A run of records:

* START *

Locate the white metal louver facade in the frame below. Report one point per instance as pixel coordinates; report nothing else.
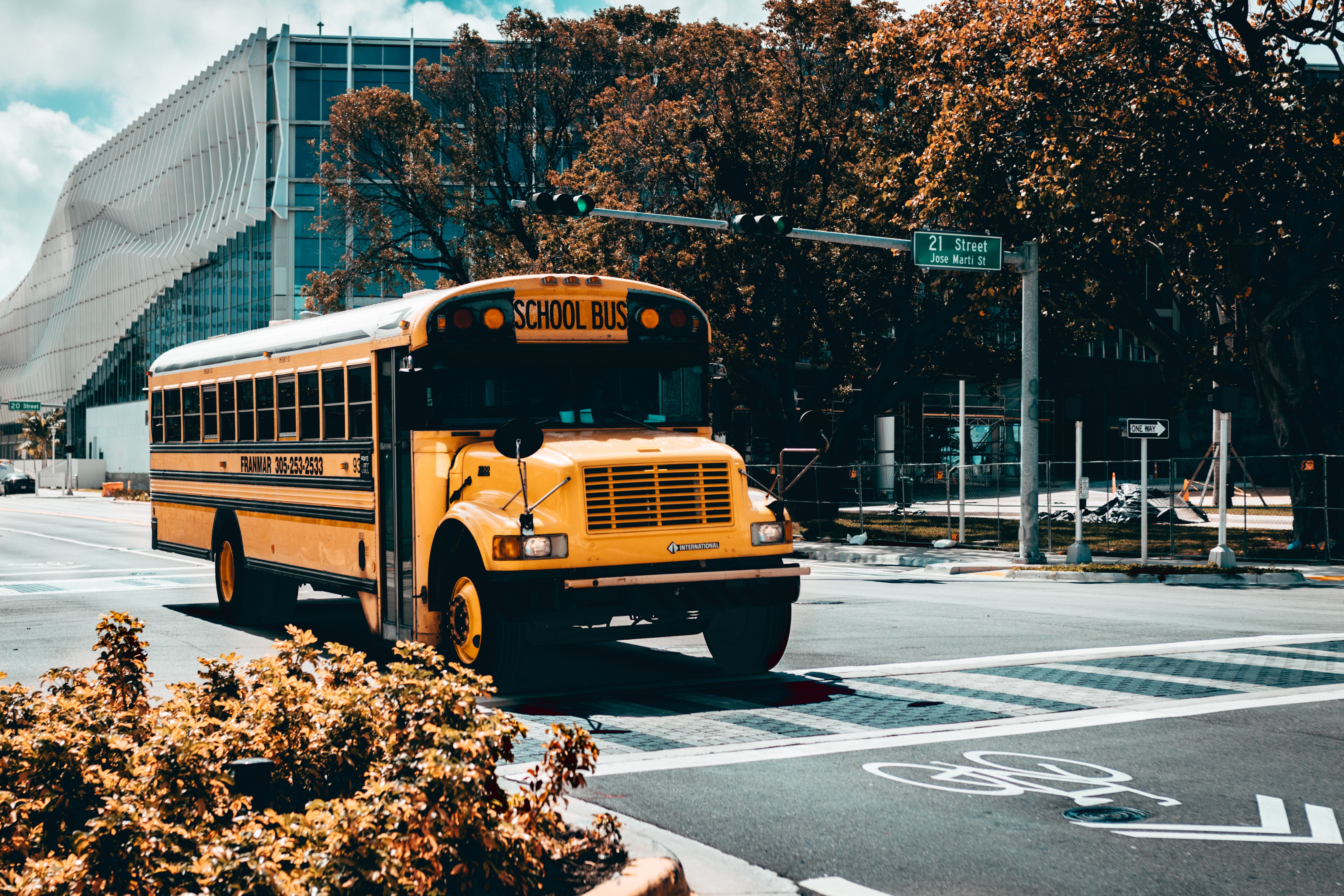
(134, 217)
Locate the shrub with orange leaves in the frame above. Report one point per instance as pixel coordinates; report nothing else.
(385, 781)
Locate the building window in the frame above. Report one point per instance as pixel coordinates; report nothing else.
(209, 414)
(287, 408)
(247, 431)
(334, 404)
(308, 95)
(310, 408)
(157, 417)
(265, 409)
(361, 402)
(192, 414)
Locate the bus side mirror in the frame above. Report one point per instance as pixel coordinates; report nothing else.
(721, 404)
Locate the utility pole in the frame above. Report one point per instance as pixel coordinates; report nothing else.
(1029, 539)
(962, 464)
(1222, 555)
(1079, 553)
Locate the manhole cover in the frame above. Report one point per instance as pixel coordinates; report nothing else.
(1112, 815)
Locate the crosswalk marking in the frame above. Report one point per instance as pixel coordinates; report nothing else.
(857, 703)
(1157, 676)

* END *

* [OBJECTIVE]:
Rewrite every line of the material above as a Markdown table with the columns "Row" and "Line," numbering each row and skipping blank lines. Omit the pictures.

* [RESULT OF THIS EXERCISE]:
| Row | Line |
|---|---|
| 1 | Locate the white metal louver facade in the frame below. Report one point per instance as pixel coordinates; report nothing else. |
| 2 | (134, 217) |
| 3 | Locate the shrub with orange leaves in the frame above. Report one point per instance as pixel coordinates; report nothing else. |
| 4 | (385, 781) |
| 5 | Locate the building window in the frame above. Report one point per instance as pixel coordinates; report nothing else. |
| 6 | (209, 414) |
| 7 | (287, 408) |
| 8 | (247, 431) |
| 9 | (334, 404) |
| 10 | (308, 95) |
| 11 | (310, 408) |
| 12 | (157, 417) |
| 13 | (265, 409) |
| 14 | (361, 402) |
| 15 | (192, 414) |
| 16 | Locate the bus side mirror in the frame above. Report one point per instance as pixel coordinates; report nothing else. |
| 17 | (721, 404) |
| 18 | Locate the utility pole in the frame above. Report one point per instance as pixel coordinates; report nothing else. |
| 19 | (1029, 539) |
| 20 | (962, 464) |
| 21 | (1222, 555) |
| 22 | (1079, 553) |
| 23 | Locate the manhole cover in the frame above. Report one point per instance as pixel coordinates; report nothing else. |
| 24 | (1112, 815) |
| 25 | Locate the crosswalk marking in the frame above. Report one point per instance as pixel coordinates; report nothing else. |
| 26 | (857, 703) |
| 27 | (1157, 676) |